Objetivo do exercício: Transcreva na íntegra o texto sobre o arsenal nuclear russo, mantendo cada palavra e cada sinal de pontuação.

Texto extraído:
※
Em menos de uma semana de guerra contra a Ucrânia, o presidente russo Vladimir Putin já emitiu ordem para que seu comando militar coloque as forças nucleares em estado de "alerta especial", considerado o nível mais elevado.

O movimento aconteceu após o governo russo entender como "declarações agressivas" os comentários com intenções de apoio à Ucrânia feitos por países membros da Otan (aliança militar liderada pelos Estados Unidos) sobre a operação na Ucrânia. A medida foi também uma reação às duras sanções econômicas adotadas contra a Rússia por diversas potências globais.

O número exato de armas nucleares em posse de cada país é um segredo nacional, então as análises são baseadas em estimativas. Embora o compartilhamento dessas informações varie de acordo com cada nação, a maioria divulga os números de seus estoques nucleares.

Estima-se que a Rússia possua mais de 6.000 ogivas nucleares, incluindo cerca de 4.000 em arsenal ativo e o restante em desmantelamento (em processo de serem "desmanchadas"). As ogivas são formas de arma nuclear encapsulada na parte cilíndrica de um foguete, míssil ou projétil.

De acordo com a FAS (Federação dos Cientistas Americanos, na sigla em inglês) esse arsenal, junto com o dos EUA (com cerca de 4.000), representa 90% das ogivas nucleares do mundo, o que significa que ambos os países têm poder de causar grande destruição um ao outro.

Até hoje, os EUA foram o único país a utilizar armas nucleares numa situação de conflito. Estima-se que a explosão em Hiroshima (Japão) tenha matado imediatamente de 50 mil a 100 mil pessoas em 1945, último ano da Segunda Guerra Mundial. Três dias depois, outra ogiva foi lançada em Nagasaki, matando na hora de 28 mil a 49 mil pessoas. Um mês depois o Japão assinou oficialmente sua rendição.
※
Trechos da listagem:
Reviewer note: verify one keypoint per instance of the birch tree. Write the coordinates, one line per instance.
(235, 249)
※
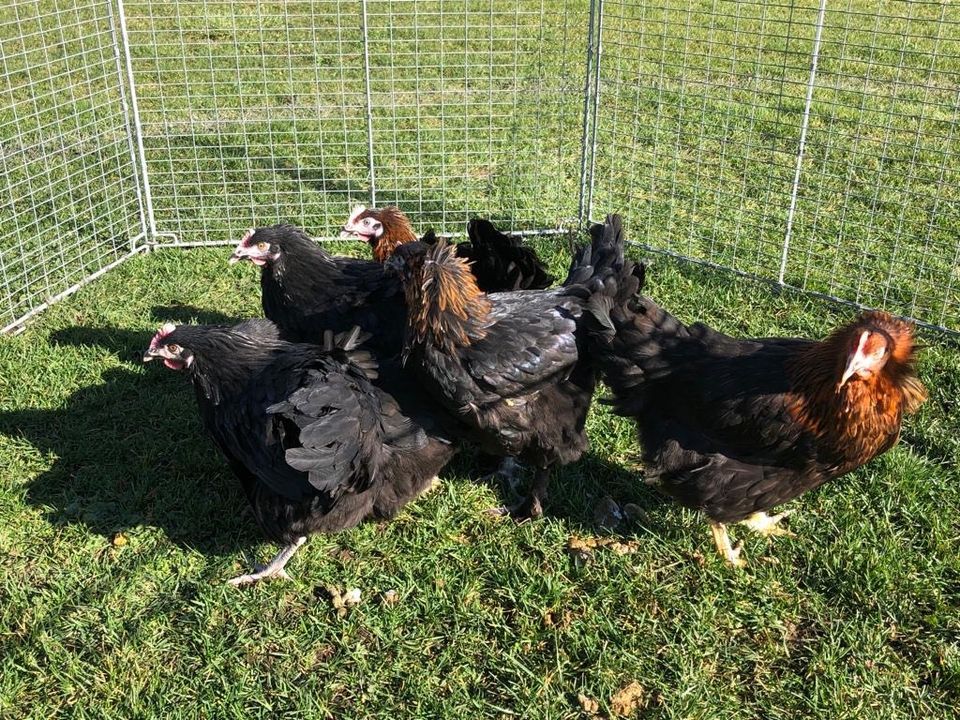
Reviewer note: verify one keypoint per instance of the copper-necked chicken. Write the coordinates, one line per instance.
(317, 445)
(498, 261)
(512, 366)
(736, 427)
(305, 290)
※
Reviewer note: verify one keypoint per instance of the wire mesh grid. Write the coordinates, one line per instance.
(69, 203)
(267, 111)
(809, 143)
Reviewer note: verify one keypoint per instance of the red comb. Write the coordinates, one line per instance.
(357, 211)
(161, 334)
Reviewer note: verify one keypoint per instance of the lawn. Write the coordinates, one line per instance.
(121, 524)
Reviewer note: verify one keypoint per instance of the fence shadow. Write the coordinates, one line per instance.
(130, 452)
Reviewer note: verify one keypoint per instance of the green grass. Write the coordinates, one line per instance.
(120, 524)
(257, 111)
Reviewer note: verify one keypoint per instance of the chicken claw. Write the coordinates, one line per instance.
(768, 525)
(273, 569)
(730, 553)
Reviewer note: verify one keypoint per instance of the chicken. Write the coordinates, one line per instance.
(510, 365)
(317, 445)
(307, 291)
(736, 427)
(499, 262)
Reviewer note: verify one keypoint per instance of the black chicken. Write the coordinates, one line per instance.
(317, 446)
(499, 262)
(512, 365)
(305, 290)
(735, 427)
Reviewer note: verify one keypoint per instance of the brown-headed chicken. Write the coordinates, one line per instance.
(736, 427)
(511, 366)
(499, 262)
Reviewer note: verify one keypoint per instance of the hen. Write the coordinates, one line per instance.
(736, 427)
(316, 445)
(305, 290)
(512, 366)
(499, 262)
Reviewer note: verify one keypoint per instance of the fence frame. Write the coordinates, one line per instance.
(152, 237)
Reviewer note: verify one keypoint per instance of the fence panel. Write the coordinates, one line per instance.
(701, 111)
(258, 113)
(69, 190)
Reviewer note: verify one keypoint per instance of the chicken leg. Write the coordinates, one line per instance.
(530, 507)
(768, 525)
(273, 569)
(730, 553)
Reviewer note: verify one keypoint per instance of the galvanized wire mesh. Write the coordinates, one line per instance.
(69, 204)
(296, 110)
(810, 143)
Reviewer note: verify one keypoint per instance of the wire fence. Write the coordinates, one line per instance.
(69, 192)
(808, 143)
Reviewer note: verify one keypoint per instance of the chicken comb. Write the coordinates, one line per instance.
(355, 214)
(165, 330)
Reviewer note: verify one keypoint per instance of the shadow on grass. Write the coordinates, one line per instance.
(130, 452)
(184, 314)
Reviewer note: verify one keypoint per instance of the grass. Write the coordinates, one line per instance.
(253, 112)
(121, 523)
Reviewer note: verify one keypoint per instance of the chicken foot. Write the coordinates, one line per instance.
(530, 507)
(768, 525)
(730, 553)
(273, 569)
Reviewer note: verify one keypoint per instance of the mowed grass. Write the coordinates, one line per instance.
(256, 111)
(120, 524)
※
Resolução:
Em menos de uma semana de guerra contra a Ucrânia, o presidente russo Vladimir Putin já emitiu ordem para que seu comando militar coloque as forças nucleares em estado de "alerta especial", considerado o nível mais elevado.

O movimento aconteceu após o governo russo entender como "declarações agressivas" os comentários com intenções de apoio à Ucrânia feitos por países membros da Otan (aliança militar liderada pelos Estados Unidos) sobre a operação na Ucrânia. A medida foi também uma reação às duras sanções econômicas adotadas contra a Rússia por diversas potências globais.

O número exato de armas nucleares em posse de cada país é um segredo nacional, então as análises são baseadas em estimativas. Embora o compartilhamento dessas informações varie de acordo com cada nação, a maioria divulga os números de seus estoques nucleares.

Estima-se que a Rússia possua mais de 6.000 ogivas nucleares, incluindo cerca de 4.000 em arsenal ativo e o restante em desmantelamento (em processo de serem "desmanchadas"). As ogivas são formas de arma nuclear encapsulada na parte cilíndrica de um foguete, míssil ou projétil.

De acordo com a FAS (Federação dos Cientistas Americanos, na sigla em inglês) esse arsenal, junto com o dos EUA (com cerca de 4.000), representa 90% das ogivas nucleares do mundo, o que significa que ambos os países têm poder de causar grande destruição um ao outro.

Até hoje, os EUA foram o único país a utilizar armas nucleares numa situação de conflito. Estima-se que a explosão em Hiroshima (Japão) tenha matado imediatamente de 50 mil a 100 mil pessoas em 1945, último ano da Segunda Guerra Mundial. Três dias depois, outra ogiva foi lançada em Nagasaki, matando na hora de 28 mil a 49 mil pessoas. Um mês depois o Japão assinou oficialmente sua rendição.